**Your instructions**
Leave out the pictures and copy everything else below exactly.

**Data shown**
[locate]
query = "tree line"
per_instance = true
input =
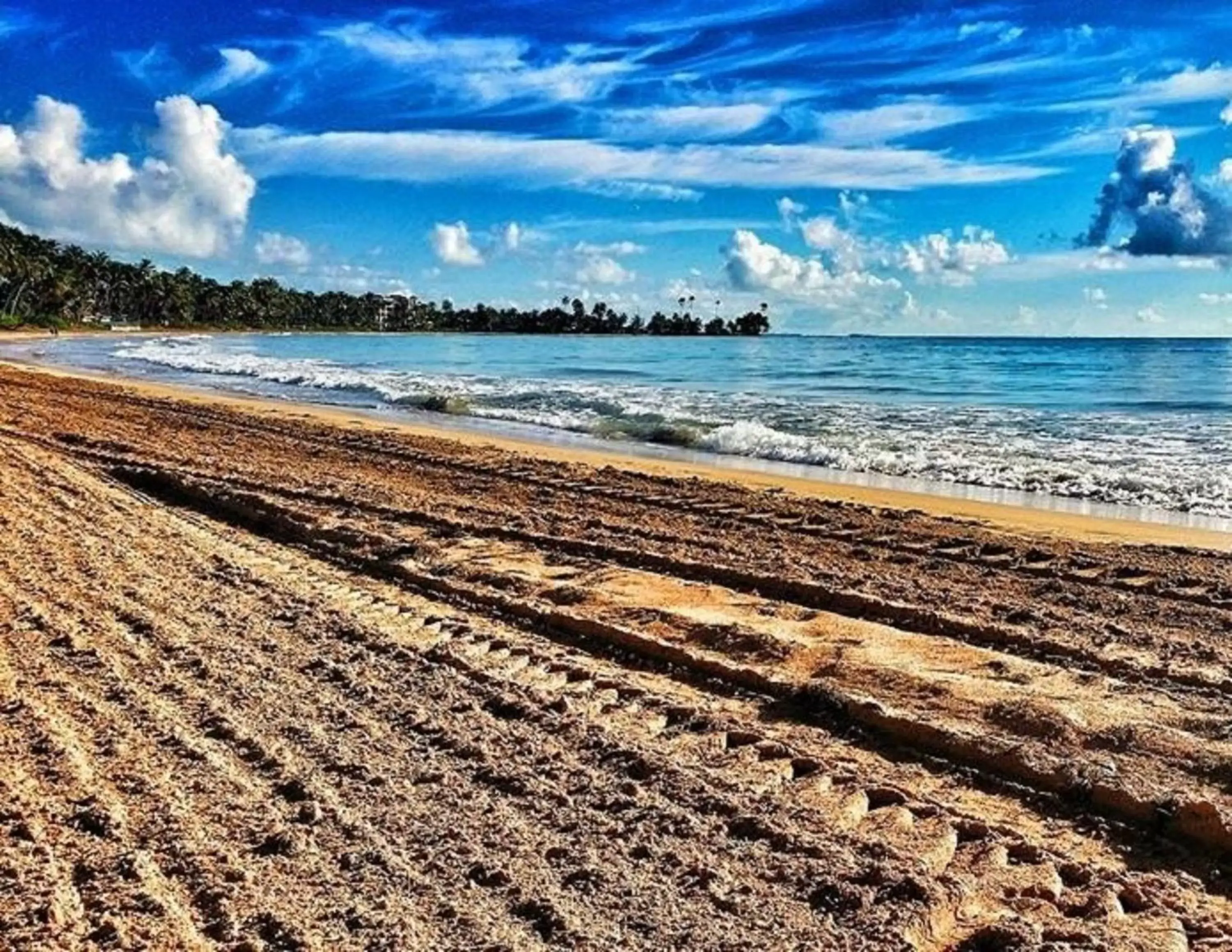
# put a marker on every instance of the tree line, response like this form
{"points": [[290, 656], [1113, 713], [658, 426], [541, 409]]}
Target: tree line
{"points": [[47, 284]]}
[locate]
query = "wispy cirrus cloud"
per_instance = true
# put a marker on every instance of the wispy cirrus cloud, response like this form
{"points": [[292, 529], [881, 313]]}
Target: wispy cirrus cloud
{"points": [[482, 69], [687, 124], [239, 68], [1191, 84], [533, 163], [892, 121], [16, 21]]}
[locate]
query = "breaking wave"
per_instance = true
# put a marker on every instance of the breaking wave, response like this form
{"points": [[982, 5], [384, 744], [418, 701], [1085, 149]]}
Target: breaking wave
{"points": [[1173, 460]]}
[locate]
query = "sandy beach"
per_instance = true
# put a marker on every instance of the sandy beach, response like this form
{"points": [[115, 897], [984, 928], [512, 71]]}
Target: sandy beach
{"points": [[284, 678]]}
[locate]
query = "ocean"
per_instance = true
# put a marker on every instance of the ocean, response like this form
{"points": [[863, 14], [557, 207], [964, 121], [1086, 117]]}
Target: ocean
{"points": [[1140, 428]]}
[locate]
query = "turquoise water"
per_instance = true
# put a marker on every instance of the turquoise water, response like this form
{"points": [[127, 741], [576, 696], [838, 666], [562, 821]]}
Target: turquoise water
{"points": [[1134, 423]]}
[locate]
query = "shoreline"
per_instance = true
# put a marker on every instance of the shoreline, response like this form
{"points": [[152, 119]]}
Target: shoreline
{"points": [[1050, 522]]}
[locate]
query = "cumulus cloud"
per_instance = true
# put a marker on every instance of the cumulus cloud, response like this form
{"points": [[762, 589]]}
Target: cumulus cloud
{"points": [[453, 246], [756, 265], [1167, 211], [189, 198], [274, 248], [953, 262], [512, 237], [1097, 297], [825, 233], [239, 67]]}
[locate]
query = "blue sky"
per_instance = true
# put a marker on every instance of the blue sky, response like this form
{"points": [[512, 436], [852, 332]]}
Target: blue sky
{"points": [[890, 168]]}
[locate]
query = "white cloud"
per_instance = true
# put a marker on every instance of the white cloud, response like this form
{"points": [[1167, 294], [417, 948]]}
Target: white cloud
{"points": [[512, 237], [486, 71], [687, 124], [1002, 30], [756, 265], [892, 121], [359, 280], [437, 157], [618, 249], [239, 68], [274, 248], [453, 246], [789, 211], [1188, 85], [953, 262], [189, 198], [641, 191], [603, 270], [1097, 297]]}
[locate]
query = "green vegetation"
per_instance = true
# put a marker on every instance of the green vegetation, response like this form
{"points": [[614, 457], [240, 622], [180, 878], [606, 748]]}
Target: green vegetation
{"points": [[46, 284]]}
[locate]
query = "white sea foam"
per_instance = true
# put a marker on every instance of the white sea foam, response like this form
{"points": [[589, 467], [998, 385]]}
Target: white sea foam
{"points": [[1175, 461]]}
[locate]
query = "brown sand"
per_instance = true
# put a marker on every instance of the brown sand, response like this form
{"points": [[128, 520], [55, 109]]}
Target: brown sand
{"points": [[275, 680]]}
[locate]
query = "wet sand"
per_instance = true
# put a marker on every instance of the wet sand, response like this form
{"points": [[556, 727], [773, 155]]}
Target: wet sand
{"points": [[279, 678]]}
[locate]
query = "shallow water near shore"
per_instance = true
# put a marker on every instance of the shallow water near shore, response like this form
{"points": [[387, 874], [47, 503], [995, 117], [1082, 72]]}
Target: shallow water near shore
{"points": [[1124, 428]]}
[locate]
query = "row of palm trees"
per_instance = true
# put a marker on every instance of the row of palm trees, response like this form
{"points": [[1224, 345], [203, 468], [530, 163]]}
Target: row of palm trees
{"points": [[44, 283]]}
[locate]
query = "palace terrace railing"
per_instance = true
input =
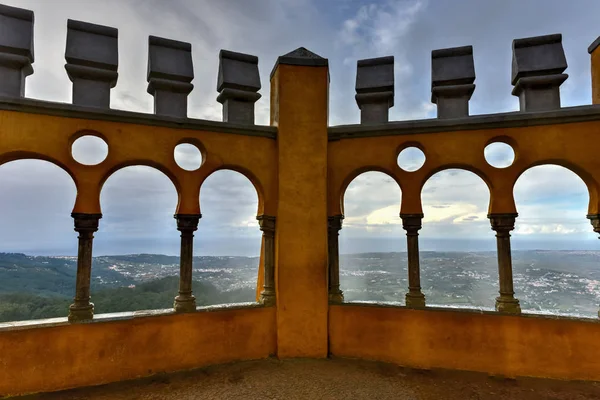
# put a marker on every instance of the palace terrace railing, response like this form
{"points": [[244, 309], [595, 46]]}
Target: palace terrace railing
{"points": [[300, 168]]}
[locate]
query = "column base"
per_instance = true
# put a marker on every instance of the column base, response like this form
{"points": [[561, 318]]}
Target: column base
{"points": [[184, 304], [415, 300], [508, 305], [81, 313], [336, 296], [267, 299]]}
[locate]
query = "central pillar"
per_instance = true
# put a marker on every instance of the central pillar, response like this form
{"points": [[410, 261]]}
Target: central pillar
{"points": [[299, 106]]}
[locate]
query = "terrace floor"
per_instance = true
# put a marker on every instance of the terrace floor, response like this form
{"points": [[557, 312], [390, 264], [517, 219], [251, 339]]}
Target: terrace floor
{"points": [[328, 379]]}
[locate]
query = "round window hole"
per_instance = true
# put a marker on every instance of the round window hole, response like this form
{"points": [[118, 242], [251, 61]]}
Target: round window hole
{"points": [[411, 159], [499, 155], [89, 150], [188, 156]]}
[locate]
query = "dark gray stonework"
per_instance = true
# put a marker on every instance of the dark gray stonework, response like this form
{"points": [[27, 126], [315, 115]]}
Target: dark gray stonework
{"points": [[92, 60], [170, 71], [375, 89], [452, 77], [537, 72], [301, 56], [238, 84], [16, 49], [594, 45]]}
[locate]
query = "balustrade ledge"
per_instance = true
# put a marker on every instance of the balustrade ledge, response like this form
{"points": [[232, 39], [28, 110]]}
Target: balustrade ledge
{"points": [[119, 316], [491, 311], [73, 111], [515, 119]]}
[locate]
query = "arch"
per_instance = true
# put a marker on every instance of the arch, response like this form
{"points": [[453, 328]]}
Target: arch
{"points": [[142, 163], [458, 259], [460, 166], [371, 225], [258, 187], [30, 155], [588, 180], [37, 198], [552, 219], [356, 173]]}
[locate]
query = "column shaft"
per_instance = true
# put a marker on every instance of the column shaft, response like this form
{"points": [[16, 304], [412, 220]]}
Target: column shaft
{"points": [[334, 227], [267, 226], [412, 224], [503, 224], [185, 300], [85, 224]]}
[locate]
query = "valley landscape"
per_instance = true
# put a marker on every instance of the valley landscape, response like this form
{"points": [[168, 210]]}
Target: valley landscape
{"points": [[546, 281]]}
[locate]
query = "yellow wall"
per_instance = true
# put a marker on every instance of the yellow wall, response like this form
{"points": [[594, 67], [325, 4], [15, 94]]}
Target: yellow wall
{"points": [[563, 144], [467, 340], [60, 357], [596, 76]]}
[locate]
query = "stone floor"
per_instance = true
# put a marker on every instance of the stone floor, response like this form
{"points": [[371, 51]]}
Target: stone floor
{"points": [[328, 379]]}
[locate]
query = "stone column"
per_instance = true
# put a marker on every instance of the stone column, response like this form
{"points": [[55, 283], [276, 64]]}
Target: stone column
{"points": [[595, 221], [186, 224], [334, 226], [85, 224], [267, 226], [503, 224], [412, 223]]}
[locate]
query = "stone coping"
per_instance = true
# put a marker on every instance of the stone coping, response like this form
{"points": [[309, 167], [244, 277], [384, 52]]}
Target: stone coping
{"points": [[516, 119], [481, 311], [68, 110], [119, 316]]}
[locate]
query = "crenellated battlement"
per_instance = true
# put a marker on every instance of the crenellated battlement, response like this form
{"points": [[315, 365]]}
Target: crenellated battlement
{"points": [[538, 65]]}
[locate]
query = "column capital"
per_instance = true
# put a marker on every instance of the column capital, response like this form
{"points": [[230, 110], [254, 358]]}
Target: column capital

**Answer in full**
[locate]
query = "tree line"
per_instance = true
input =
# put a marker on every instance of the tree line, response like this form
{"points": [[290, 656], [1113, 713], [658, 426], [541, 409]]}
Target: tree line
{"points": [[47, 284]]}
[locate]
query = "wispy cirrus cloud"
per_instance = true
# put a marker on every instance of the wispy cirrus cloud, response like this form
{"points": [[292, 529], [881, 313]]}
Target: wispy cirrus cloud
{"points": [[482, 69], [687, 124], [239, 68], [1191, 84], [533, 163], [892, 121], [16, 21]]}
[locate]
query = "breaking wave"
per_instance = true
# put a marker on every instance of the breaking wave, response like this form
{"points": [[982, 5], [384, 744], [418, 701], [1085, 149]]}
Target: breaking wave
{"points": [[1173, 460]]}
[locate]
query = "sandy beach"
per_instance = true
# put a marker on every instance of the sandy beach, response like this form
{"points": [[115, 897], [984, 928], [512, 71]]}
Target: sandy beach
{"points": [[284, 678]]}
[locate]
query = "ocean"
per_instance = true
# put a marker on every instance of the ocean, response like this form
{"points": [[863, 14], [557, 207], [964, 121], [1086, 117]]}
Target: ocean
{"points": [[1140, 428]]}
[locate]
query = "turquoise water"
per_instance = true
# put a marker on every instance of the turquoise water, response like this form
{"points": [[127, 741], [576, 696], [838, 666], [562, 821]]}
Target: turquoise water
{"points": [[1134, 423]]}
[locate]
query = "shoreline"
per_instance = true
# put a marker on every instance of the shoreline, response like this form
{"points": [[152, 119]]}
Target: shoreline
{"points": [[1050, 522]]}
[locate]
query = "cumulus cloud"
per_instance = true
# put a marker on every instance of the cumulus cloud, response like this form
{"points": [[762, 589]]}
Target: cumulus cloud
{"points": [[453, 246], [756, 265], [1167, 211], [189, 198], [274, 248], [953, 262], [512, 237], [1097, 297], [825, 233], [239, 67]]}
[locate]
query = "blue sky"
per_instance = true
# put a marker on every instance of the blue sky, response like this form
{"points": [[512, 436], [852, 332]]}
Target: blue sky
{"points": [[890, 168]]}
[locate]
query = "white cloud"
per_instance = true
# put a marker on every instance of the white cloud, response like this form
{"points": [[1167, 294], [417, 948]]}
Target: white cloud
{"points": [[512, 237], [486, 71], [687, 124], [1002, 30], [756, 265], [892, 121], [359, 280], [437, 157], [618, 249], [239, 68], [274, 248], [453, 246], [789, 211], [1188, 85], [953, 262], [189, 198], [641, 191], [603, 270], [1097, 297]]}
[locate]
query = "green vegetation"
per_instance = true
# put a marker on every instance of the green vegetation, response like this form
{"points": [[614, 457], [240, 622], [180, 878], [606, 748]]}
Target: green vegetation
{"points": [[46, 284]]}
[locate]
query = "white sea foam"
per_instance = true
# put a marker on every instance of the white sea foam, response like this form
{"points": [[589, 467], [998, 385]]}
Target: white sea foam
{"points": [[1175, 461]]}
[locate]
query = "brown sand"
per_instance = true
# put a marker on every instance of the brown sand, response like this form
{"points": [[128, 520], [55, 109]]}
Target: brown sand
{"points": [[275, 680]]}
[locate]
query = "wet sand"
per_instance = true
# put a marker on every instance of the wet sand, response like this form
{"points": [[556, 727], [773, 155]]}
Target: wet sand
{"points": [[279, 678]]}
[locate]
query = "shallow water near shore"
per_instance = true
# put a marker on every instance of the shallow water near shore, response like this form
{"points": [[387, 874], [47, 503], [995, 117], [1082, 72]]}
Target: shallow water near shore
{"points": [[1124, 428]]}
[locate]
query = "row of palm trees"
per_instance = true
# put a marker on every instance of the row of palm trees, response like this form
{"points": [[1224, 345], [203, 468], [530, 163]]}
Target: row of palm trees
{"points": [[44, 283]]}
[locate]
query = "palace terrace railing"
per_instance = true
input =
# put a marker on every instance of the palace terrace railing, response like this form
{"points": [[244, 309], [595, 46]]}
Target: palace terrace railing
{"points": [[300, 168]]}
[locate]
query = "column base"
per_instance = true
# put a marker on every instance of the column base, response like this form
{"points": [[561, 318]]}
Target: column base
{"points": [[184, 304], [415, 300], [508, 305], [81, 313], [336, 296], [267, 299]]}
[locate]
query = "central pillar"
per_instance = true
# put a marker on every instance of the central pillar, response like this form
{"points": [[410, 261]]}
Target: central pillar
{"points": [[299, 106]]}
[locate]
query = "terrace floor"
per_instance = true
# put a marker on every instance of the terrace floor, response like this form
{"points": [[557, 312], [390, 264], [517, 219], [251, 339]]}
Target: terrace floor
{"points": [[328, 379]]}
[locate]
query = "round window hole"
per_instance = true
# put a marker on every instance of the round window hole, response like this form
{"points": [[118, 242], [251, 61]]}
Target: round window hole
{"points": [[411, 159], [499, 155], [89, 150], [188, 156]]}
[locate]
query = "dark gray stonework"
per_instance = true
# put a marker on every instance of the dark gray stonework, response like this form
{"points": [[27, 126], [315, 115]]}
Target: dark gray stonework
{"points": [[92, 60], [170, 71], [375, 89], [452, 77], [537, 72], [301, 56], [238, 84], [16, 49], [594, 45]]}
[locate]
query = "balustrade ledge"
per_instance = true
# put a marker on every instance of the balustrade ledge, response like this form
{"points": [[232, 39], [28, 110]]}
Target: balustrade ledge
{"points": [[119, 316], [491, 311], [73, 111], [515, 119]]}
[locate]
query = "arch"
per_instance = true
# put a marker on every instance of the arch, response like this form
{"points": [[453, 328]]}
Target: arch
{"points": [[142, 163], [458, 259], [460, 166], [371, 225], [258, 187], [30, 155], [588, 180], [37, 198], [552, 219], [356, 173]]}
[locate]
query = "column shaft"
per_instance = true
# put a marker on every instance of the column shaft, response like this form
{"points": [[16, 304], [412, 220]]}
Target: column shaft
{"points": [[334, 227], [267, 226], [412, 224], [503, 224], [185, 300], [85, 224]]}
[locate]
query = "valley landscape"
per_instance = true
# put a marker on every instance of the valley landscape, response like this form
{"points": [[168, 210]]}
Target: valley landscape
{"points": [[546, 281]]}
[locate]
query = "yellow wall"
per_instance = true
# put a marker on every instance of the yellow wall, response like this form
{"points": [[594, 67], [325, 4], [15, 94]]}
Target: yellow wall
{"points": [[563, 144], [467, 340], [60, 357], [596, 76]]}
[locate]
query = "stone floor"
per_instance = true
# put a marker on every instance of the stone floor, response like this form
{"points": [[371, 51]]}
Target: stone floor
{"points": [[328, 379]]}
[locate]
query = "stone column"
per_instance = true
# put a marker on every instance of the stone column, response like this form
{"points": [[55, 283], [276, 64]]}
Target: stone column
{"points": [[595, 221], [186, 224], [334, 226], [85, 224], [267, 226], [503, 224], [412, 223]]}
[locate]
query = "stone coping"
per_instance = true
# put a marker on every instance of the stone coping, response like this form
{"points": [[309, 167], [244, 277], [384, 52]]}
Target: stone coping
{"points": [[516, 119], [481, 311], [68, 110], [119, 316]]}
[locate]
query = "crenellated battlement"
per_instance = true
# put a marker on every instance of the crenellated battlement, response like this form
{"points": [[315, 365]]}
Target: crenellated battlement
{"points": [[538, 65]]}
[locate]
query = "column capital"
per_instance = true
# put a marker on every instance of the column capital, response like this form
{"points": [[230, 110], [254, 358]]}
Target: column capital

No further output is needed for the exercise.